> **Dokumentabschnitt**
§
Eine Aufgabe der Physik in den folgenden Jahrzehnten bestand darin, die Atome und vor allem ihre Stabilität zu erklären. Diese Bemühungen führten 1925/26 zu einer neuen Theorie der Materie, deren zwei mathematische Formulierungen mit den Namen Werner Heisenberg (Matrixmechanik) und Erwin Schrödinger (Wellenmechanik) verbunden sind. So überzeugend die neue Mechanik die Stabilität der Atome erklärte, so umstritten waren ihre erkenntnistheoretischen Konsequenzen. Die Materie offenbarte eine duale Natur. Die Physiker konnten nicht mehr sagen, ob die Bausteine der Materie sich wie Teilchen verhielten oder ob sie sich als Wellen ausbreiteten. Und im Versuch konnten diese Eigenschaften nur durch experimentelle Anordnungen festgestellt (definiert) werden, die sich gegenseitig ausschlossen.
§
> **Datenabschnitt**
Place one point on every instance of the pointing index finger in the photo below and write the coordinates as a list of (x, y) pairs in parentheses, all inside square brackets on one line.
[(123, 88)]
§
> **Aufgabenstellung**
1. Gib einen Abschnitt aus dem Text über die neue Theorie der Materie wortgetreu wieder: Beginne bei den Wörtern „Eine Aufgabe der“ und höre nach den Wörtern „sich gegenseitig ausschlossen.“ auf.
2. Nenne alle Wörter, die im Text über die neue Theorie der Materie in Klammern stehen.
Die Daten stammen aus einer anderen Quelle als der Text.

> **Gelöste Aufgaben**
1.
Eine Aufgabe der Physik in den folgenden Jahrzehnten bestand darin, die Atome und vor allem ihre Stabilität zu erklären. Diese Bemühungen führten 1925/26 zu einer neuen Theorie der Materie, deren zwei mathematische Formulierungen mit den Namen Werner Heisenberg (Matrixmechanik) und Erwin Schrödinger (Wellenmechanik) verbunden sind. So überzeugend die neue Mechanik die Stabilität der Atome erklärte, so umstritten waren ihre erkenntnistheoretischen Konsequenzen. Die Materie offenbarte eine duale Natur. Die Physiker konnten nicht mehr sagen, ob die Bausteine der Materie sich wie Teilchen verhielten oder ob sie sich als Wellen ausbreiteten. Und im Versuch konnten diese Eigenschaften nur durch experimentelle Anordnungen festgestellt (definiert) werden, die sich gegenseitig ausschlossen.

2. Matrixmechanik, Wellenmechanik, definiert